*** Opening PROVIDED DATA ***

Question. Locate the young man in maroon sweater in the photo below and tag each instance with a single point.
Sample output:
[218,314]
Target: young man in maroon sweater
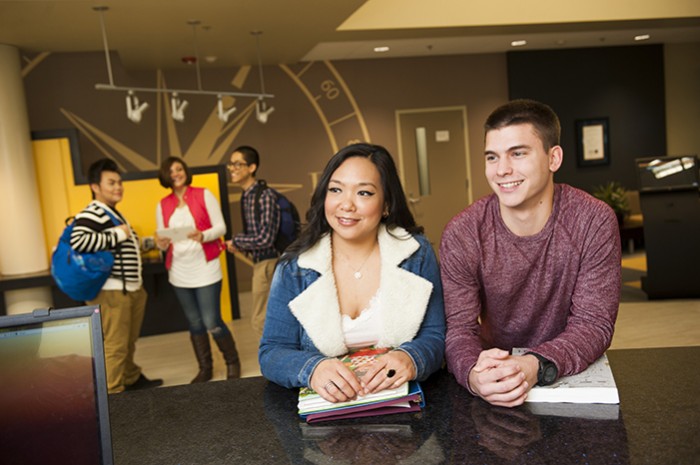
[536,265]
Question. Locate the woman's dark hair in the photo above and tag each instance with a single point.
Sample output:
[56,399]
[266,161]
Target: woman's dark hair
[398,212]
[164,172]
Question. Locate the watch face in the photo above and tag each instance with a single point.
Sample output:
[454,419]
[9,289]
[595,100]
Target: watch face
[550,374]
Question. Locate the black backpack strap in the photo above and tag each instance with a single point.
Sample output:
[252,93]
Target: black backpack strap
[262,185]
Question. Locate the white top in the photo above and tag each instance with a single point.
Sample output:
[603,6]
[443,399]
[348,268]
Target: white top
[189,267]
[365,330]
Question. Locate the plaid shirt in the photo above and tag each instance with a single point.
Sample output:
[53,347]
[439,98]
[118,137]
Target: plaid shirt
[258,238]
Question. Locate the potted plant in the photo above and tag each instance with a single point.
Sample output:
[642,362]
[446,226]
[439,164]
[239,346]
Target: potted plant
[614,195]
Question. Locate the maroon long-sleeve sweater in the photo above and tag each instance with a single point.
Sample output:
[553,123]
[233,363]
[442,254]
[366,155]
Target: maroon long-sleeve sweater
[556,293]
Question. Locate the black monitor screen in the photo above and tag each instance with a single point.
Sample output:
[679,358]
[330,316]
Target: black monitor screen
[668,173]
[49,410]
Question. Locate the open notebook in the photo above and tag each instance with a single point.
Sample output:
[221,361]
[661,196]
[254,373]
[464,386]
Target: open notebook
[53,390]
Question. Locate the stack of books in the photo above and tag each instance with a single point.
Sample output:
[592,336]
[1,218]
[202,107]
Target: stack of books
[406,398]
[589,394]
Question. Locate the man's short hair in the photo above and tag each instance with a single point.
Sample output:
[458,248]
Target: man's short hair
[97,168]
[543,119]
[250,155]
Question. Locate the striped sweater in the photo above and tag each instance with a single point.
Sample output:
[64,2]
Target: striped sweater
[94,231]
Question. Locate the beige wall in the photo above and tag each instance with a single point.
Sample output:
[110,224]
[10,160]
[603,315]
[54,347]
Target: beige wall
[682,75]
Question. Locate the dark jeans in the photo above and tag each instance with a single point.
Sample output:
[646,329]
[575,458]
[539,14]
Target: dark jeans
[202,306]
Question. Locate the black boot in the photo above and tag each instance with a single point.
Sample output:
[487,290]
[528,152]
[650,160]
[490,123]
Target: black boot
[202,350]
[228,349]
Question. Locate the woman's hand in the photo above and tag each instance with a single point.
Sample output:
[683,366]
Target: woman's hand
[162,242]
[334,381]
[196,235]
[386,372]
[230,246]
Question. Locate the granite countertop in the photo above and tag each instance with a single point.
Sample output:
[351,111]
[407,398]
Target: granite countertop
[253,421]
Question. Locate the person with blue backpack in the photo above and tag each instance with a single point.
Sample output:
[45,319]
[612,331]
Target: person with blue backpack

*** Closing PROVIDED DATA ***
*** Opening PROVIDED DATA ***

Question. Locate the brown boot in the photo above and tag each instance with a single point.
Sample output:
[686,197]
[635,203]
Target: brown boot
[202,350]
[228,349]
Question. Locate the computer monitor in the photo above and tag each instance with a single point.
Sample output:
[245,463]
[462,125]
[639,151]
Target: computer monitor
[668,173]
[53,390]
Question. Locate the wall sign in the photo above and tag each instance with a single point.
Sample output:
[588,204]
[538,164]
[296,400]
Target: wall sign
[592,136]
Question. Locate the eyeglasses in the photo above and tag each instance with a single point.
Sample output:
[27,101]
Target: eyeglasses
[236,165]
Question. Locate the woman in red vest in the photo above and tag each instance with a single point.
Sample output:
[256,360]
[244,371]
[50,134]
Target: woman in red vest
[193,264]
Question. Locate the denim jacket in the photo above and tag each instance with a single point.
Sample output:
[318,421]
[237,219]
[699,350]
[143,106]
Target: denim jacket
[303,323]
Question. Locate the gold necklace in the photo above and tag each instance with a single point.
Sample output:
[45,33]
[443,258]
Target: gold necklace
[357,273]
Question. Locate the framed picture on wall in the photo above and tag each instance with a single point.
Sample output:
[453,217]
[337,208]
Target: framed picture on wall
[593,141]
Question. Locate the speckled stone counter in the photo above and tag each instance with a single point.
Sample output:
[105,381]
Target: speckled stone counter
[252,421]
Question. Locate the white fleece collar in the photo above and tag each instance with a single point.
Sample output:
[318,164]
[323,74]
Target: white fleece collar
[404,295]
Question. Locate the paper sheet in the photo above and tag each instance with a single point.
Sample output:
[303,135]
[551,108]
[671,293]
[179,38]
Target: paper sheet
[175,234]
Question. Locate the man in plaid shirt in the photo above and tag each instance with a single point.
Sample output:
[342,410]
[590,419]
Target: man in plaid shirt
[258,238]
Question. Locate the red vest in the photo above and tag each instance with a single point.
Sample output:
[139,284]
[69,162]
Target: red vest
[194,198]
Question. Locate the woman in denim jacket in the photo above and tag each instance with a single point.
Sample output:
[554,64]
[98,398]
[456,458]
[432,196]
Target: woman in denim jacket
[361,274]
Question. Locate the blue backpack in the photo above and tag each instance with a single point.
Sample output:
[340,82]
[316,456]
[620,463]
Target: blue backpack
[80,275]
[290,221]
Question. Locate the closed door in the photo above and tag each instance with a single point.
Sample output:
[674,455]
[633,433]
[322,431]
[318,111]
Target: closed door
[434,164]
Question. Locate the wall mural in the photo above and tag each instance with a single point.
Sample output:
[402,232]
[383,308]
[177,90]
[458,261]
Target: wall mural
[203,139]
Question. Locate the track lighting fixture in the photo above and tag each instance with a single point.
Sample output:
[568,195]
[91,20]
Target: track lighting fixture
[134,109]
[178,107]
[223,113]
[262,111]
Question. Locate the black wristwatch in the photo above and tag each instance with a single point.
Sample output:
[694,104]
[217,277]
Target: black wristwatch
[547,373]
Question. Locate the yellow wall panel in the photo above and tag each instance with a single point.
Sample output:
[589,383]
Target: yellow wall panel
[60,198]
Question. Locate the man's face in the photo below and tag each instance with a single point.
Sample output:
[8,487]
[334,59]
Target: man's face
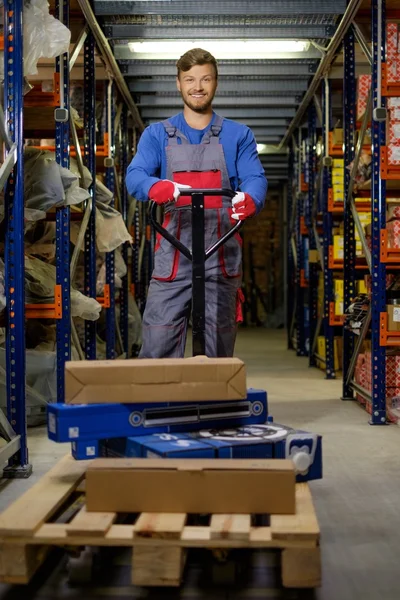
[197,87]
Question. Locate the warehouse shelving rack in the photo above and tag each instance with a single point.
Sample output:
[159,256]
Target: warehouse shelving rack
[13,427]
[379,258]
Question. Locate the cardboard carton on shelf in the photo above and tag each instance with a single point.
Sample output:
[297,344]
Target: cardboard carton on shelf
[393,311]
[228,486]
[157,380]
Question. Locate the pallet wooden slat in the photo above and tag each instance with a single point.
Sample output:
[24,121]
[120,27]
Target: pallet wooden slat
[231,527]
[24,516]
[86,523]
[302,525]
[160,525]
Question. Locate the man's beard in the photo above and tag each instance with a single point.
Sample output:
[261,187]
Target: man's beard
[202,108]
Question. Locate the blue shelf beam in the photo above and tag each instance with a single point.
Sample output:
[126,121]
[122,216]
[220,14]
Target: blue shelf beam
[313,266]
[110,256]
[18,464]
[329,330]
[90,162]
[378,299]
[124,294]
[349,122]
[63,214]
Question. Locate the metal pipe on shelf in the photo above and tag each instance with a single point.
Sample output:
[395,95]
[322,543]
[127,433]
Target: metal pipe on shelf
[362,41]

*** Closing PROVIDED DATA ***
*** Opening PROVIDED DATA ***

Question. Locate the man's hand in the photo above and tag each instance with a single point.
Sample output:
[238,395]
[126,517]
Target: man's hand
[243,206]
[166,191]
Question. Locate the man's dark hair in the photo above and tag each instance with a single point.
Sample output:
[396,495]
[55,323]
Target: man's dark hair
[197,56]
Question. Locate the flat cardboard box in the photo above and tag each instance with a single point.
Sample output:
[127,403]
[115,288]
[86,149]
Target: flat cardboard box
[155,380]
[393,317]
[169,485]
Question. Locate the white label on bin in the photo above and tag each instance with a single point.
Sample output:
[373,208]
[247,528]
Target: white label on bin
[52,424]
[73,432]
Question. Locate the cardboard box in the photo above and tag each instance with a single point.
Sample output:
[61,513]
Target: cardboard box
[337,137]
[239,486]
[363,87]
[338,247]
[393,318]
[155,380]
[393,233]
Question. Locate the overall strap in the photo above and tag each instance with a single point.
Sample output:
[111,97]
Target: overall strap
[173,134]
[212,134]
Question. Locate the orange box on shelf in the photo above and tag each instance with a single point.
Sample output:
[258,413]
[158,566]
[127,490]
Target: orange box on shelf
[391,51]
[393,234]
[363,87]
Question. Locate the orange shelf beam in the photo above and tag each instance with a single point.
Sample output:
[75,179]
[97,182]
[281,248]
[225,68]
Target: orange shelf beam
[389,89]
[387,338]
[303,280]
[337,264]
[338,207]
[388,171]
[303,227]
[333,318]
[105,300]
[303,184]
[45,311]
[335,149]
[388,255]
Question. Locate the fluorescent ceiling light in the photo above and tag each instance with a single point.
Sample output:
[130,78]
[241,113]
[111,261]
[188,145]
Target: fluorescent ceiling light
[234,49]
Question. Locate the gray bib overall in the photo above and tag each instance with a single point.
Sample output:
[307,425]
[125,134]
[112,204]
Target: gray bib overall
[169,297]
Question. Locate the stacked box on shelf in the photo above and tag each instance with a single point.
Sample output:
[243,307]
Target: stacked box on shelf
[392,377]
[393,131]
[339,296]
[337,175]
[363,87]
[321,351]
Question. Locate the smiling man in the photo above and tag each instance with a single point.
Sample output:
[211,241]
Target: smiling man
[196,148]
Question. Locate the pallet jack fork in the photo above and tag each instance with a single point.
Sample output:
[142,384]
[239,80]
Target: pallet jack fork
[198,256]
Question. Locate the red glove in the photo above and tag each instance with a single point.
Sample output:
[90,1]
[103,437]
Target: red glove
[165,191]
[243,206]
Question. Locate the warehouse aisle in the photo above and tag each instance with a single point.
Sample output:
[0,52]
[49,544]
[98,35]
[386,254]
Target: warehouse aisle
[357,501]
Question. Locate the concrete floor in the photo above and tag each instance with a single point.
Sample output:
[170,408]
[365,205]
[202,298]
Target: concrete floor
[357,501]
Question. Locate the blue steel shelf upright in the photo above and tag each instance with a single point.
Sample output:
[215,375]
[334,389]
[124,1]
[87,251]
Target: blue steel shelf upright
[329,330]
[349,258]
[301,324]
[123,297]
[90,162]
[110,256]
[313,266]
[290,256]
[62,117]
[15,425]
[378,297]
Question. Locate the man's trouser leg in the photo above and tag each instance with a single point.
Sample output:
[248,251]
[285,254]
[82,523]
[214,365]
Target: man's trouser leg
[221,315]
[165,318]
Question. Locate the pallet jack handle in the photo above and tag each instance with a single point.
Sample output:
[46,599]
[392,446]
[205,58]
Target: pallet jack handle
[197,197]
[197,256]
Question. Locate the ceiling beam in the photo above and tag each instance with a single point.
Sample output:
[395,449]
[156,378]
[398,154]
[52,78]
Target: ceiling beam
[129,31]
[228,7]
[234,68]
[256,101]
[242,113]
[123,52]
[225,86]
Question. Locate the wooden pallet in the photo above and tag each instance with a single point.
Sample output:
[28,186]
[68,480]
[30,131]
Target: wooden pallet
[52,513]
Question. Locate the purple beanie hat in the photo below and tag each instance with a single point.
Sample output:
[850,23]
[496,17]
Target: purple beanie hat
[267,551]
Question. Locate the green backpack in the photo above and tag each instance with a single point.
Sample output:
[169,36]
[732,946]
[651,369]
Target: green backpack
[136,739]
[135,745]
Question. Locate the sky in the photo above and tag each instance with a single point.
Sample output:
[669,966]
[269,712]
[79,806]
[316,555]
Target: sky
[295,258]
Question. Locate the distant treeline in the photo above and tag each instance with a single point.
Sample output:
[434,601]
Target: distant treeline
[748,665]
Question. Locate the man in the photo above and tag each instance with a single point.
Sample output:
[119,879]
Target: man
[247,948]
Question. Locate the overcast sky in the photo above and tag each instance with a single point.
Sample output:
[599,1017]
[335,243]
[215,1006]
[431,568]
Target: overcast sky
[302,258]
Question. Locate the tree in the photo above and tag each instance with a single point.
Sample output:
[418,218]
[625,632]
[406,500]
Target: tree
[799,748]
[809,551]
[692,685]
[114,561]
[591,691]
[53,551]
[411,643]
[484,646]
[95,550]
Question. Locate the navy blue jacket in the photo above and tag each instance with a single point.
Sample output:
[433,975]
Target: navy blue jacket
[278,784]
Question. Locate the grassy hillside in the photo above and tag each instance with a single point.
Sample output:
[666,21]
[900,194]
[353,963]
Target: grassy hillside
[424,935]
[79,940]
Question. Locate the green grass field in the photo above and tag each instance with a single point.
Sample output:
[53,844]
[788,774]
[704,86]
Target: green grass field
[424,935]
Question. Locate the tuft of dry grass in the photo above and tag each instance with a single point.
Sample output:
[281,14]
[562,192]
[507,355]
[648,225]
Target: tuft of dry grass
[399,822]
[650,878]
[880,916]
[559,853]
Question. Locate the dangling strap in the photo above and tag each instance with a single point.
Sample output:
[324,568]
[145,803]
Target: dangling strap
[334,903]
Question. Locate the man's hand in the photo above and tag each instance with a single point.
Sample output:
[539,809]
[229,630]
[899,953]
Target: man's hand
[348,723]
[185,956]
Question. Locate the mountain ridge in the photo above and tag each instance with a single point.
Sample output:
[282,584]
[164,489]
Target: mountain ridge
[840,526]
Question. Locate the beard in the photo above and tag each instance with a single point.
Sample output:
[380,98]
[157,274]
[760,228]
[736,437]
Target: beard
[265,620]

*** Closing PROVIDED DATA ***

> **ACTIVITY**
Look for the string "below" in the data above and return every line that has it.

> **WRITTEN SOLUTION**
Question. Locate the young man in maroon sweater in the photo below and tag each instance with a single point.
Question. Locate the man's face in the photo below and tag each instance with a single point.
Question. Locate the purple beanie hat in the photo below and tag each instance with a single point.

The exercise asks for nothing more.